>> begin SOURCE EXCERPT

As the largest developing country in the world, with a population of nearly 1.4 billion, China consumes more energy than any other country. It is now determined to develop a green economy, pushing for sustainable economic growth within the red-line environmental limits.
Yet economic growth is not possible without a fundamental transformation of the energy sector. The “four revolutions and one cooperation” called for by President Xi Jinping aim to transform both energy consumption and energy supply, develop new clean technologies and strengthen close international cooperation on energy security.
The direction for the revolution is also clear. China will build a clean, low-carbon, safe and efficient energy system with a strong emphasis on energy security. President Xi Jinping stresses that “low-carbon energy system directs human future” and emission reductions are key to reach the global goals set by the Paris agreement.
Renewable energy is one of the key technologies in the energy system of the future. China introduced a Renewable Energy Law in 2005, and since then the promotion of wind and solar energy has been a cornerstone of China’s energy strategy. China and Europe have been frontrunners in the massive deployment of these technologies, and in the huge cost reductions the world has experienced in the past decade. Many wind and solar power projects are already competitive with fossil fuel projects; in the coming years renewable energy is set to be the cheapest global energy solution.

>> end SOURCE EXCERPT

GIVEN EXERCISE 1: Count the lines in the rows below that contain the word "player", treating case as significant, and give only the number.

>> begin RAW DATA

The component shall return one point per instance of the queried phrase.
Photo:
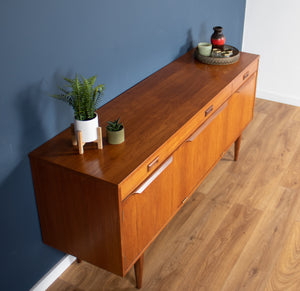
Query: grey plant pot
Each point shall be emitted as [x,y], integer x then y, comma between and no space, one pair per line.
[115,137]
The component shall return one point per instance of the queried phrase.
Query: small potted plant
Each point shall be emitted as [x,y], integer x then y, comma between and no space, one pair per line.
[84,98]
[115,132]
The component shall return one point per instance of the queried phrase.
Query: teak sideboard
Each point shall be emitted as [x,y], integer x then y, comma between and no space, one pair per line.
[107,206]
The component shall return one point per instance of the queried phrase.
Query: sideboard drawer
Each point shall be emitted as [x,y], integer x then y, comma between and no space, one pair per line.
[155,160]
[146,211]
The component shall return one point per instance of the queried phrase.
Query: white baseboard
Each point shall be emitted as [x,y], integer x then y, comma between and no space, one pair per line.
[272,96]
[53,274]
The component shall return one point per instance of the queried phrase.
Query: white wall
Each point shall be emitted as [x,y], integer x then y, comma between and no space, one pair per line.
[272,30]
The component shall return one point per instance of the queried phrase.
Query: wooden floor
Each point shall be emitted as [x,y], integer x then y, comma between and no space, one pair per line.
[239,231]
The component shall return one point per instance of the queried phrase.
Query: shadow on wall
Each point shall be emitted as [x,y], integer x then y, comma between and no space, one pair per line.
[40,118]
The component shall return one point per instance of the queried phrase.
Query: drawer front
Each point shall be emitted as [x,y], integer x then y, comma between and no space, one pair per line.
[155,160]
[146,211]
[195,158]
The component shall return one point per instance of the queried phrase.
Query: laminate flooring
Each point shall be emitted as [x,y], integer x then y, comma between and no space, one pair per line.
[239,231]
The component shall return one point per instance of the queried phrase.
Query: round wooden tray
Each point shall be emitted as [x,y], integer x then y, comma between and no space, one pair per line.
[219,61]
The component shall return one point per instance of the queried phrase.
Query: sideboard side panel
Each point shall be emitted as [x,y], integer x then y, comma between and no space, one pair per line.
[79,215]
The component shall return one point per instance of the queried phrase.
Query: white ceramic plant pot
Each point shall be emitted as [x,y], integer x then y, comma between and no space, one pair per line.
[88,128]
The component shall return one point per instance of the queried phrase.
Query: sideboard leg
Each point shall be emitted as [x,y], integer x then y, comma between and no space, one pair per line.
[138,269]
[237,145]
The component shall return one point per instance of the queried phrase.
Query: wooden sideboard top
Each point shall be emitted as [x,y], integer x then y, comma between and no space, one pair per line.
[177,92]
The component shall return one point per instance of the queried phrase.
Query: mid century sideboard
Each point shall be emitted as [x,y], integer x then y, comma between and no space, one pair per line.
[107,206]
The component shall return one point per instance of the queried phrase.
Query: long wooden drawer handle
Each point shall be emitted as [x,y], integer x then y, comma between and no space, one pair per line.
[147,183]
[152,164]
[209,110]
[207,122]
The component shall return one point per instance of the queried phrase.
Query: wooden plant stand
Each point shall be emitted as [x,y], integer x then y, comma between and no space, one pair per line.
[78,141]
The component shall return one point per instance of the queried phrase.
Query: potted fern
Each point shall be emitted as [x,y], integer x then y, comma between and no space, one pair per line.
[115,132]
[81,94]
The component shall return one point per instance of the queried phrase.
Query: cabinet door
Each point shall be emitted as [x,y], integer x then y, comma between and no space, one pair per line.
[240,110]
[199,153]
[146,211]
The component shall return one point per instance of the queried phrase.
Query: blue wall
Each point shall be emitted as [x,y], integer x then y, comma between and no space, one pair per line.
[40,41]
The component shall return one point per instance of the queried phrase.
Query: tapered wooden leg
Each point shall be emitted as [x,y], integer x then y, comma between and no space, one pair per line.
[138,269]
[99,138]
[80,142]
[74,140]
[237,145]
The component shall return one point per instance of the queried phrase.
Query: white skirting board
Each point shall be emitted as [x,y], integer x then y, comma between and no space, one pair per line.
[267,95]
[53,274]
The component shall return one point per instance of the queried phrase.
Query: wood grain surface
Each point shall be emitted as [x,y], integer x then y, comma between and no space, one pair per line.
[239,231]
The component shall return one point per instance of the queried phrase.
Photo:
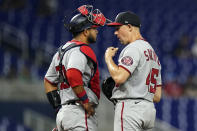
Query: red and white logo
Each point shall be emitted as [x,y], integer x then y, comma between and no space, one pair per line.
[127,60]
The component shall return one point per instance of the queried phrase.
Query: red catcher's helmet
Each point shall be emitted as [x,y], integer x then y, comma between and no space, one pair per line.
[87,18]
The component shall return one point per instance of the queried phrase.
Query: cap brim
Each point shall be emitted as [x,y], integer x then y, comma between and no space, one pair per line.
[114,24]
[95,26]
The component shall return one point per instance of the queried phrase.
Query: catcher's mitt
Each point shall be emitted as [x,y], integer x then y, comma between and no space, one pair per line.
[107,87]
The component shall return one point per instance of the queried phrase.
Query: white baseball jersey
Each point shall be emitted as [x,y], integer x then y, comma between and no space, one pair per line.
[73,58]
[141,61]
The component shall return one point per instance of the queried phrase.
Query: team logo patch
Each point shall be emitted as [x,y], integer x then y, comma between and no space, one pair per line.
[127,60]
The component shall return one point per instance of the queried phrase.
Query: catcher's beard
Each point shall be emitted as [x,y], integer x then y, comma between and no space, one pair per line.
[91,39]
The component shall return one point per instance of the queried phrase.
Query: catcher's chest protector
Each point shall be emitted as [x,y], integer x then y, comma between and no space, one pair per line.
[88,52]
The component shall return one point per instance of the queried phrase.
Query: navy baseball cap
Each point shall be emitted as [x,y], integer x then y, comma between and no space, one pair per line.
[125,18]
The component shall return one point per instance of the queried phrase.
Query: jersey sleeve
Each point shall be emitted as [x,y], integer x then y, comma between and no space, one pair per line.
[51,75]
[129,59]
[77,60]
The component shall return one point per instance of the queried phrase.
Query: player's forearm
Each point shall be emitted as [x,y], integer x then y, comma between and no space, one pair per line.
[115,71]
[112,67]
[49,87]
[157,96]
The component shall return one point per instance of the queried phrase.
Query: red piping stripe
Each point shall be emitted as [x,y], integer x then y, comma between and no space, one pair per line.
[125,69]
[50,82]
[122,116]
[86,121]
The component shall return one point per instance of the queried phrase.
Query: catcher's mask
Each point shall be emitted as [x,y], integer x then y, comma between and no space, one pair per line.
[86,18]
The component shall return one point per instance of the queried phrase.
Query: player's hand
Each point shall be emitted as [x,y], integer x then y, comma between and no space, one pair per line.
[89,109]
[110,52]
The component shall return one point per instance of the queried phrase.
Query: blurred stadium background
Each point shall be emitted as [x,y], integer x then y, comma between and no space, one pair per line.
[32,30]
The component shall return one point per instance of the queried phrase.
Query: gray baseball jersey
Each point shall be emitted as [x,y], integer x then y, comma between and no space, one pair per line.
[141,61]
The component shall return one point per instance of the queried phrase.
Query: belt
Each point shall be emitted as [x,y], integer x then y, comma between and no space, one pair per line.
[77,103]
[115,101]
[72,103]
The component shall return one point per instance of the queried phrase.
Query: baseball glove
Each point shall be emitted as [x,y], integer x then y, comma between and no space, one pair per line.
[107,87]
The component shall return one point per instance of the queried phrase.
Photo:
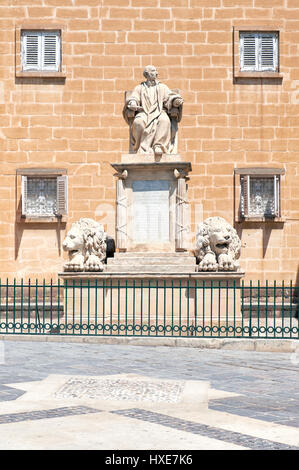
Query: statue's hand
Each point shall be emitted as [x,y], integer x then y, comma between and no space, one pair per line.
[177,102]
[132,105]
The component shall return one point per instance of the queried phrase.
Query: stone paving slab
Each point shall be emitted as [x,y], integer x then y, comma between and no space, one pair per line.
[251,394]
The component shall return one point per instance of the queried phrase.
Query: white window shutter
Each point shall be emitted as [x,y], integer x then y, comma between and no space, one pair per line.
[268,52]
[62,196]
[24,195]
[259,51]
[249,52]
[50,51]
[40,50]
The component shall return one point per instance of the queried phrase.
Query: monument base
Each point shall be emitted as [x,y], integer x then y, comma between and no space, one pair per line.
[164,304]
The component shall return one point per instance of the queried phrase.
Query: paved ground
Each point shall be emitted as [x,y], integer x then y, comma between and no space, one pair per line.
[50,398]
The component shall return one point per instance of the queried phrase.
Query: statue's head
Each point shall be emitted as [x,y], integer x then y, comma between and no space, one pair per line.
[218,236]
[150,72]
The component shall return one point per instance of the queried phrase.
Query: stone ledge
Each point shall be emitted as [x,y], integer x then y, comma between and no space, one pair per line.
[246,344]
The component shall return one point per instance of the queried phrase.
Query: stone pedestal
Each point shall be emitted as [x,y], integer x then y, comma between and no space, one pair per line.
[150,286]
[151,200]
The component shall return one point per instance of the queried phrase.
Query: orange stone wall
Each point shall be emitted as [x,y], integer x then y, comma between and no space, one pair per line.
[76,123]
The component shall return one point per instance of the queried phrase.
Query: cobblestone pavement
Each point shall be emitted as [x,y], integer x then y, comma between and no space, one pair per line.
[266,384]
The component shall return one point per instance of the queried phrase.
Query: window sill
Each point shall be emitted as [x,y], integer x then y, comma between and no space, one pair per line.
[262,219]
[258,75]
[42,220]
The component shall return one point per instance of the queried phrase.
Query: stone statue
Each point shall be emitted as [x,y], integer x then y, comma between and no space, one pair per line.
[153,111]
[218,245]
[86,245]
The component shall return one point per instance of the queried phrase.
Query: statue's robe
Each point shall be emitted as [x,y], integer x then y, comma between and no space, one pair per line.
[153,124]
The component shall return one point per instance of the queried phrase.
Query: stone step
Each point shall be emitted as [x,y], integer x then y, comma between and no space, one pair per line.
[154,254]
[190,261]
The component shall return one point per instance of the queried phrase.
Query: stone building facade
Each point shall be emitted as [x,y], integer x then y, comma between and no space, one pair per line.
[68,122]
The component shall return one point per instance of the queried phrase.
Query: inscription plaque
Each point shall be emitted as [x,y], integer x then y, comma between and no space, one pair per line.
[150,211]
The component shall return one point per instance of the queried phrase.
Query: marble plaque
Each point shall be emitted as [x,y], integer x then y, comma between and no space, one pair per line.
[150,211]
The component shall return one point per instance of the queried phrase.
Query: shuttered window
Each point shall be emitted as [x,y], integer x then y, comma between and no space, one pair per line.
[260,196]
[44,196]
[259,51]
[41,50]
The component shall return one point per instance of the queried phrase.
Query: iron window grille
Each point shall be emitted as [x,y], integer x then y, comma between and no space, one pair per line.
[44,196]
[260,196]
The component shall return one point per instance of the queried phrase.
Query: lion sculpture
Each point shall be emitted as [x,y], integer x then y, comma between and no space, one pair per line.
[86,245]
[218,245]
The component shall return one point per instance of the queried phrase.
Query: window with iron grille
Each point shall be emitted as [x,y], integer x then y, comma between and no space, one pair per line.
[40,50]
[260,196]
[44,196]
[259,51]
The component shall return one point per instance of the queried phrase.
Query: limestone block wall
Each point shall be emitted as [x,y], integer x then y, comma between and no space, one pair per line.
[76,122]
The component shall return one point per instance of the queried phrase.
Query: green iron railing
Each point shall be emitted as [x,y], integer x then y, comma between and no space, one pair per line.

>> end RAW DATA

GIVEN EXERCISE 2: Copy everything from "Yet economic growth" down to "the Paris agreement." in the passage on China's energy transition above, swapping "energy security" for "supply stability".

FINAL ANSWER 1: 2

FINAL ANSWER 2:
Yet economic growth is not possible without a fundamental transformation of the energy sector. The “four revolutions and one cooperation” called for by President Xi Jinping aim to transform both energy consumption and energy supply, develop new clean technologies and strengthen close international cooperation on supply stability.
The direction for the revolution is also clear. China will build a clean, low-carbon, safe and efficient energy system with a strong emphasis on supply stability. President Xi Jinping stresses that “low-carbon energy system directs human future” and emission reductions are key to reach the global goals set by the Paris agreement.